### DATASET CONTENT
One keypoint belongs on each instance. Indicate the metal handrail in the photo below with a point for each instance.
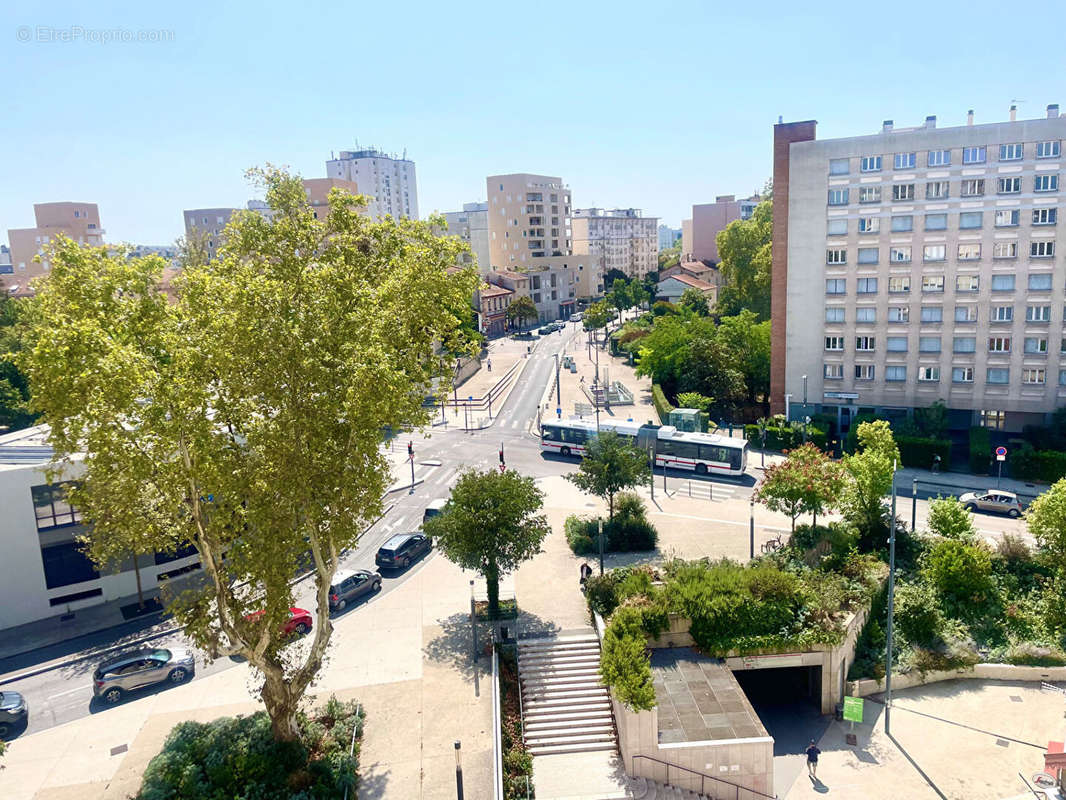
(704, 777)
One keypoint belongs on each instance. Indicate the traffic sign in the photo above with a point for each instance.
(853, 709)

---

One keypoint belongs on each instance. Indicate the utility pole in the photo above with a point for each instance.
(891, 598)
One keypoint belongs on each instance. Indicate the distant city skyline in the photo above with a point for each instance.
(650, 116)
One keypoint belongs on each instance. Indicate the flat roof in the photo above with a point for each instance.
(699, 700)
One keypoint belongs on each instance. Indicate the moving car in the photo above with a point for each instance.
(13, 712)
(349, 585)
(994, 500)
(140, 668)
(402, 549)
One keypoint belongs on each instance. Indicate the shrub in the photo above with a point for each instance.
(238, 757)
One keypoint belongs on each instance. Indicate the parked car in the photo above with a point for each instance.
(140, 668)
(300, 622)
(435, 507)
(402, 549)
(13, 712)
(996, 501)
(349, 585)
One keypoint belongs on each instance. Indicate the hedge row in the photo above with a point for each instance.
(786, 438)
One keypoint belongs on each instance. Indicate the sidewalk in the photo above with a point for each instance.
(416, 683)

### WHAT IS ASKED
Count the lines in the records above that contain the word "instance", treating case as significant, and reply with the number alone.

### RIGHT ANSWER
10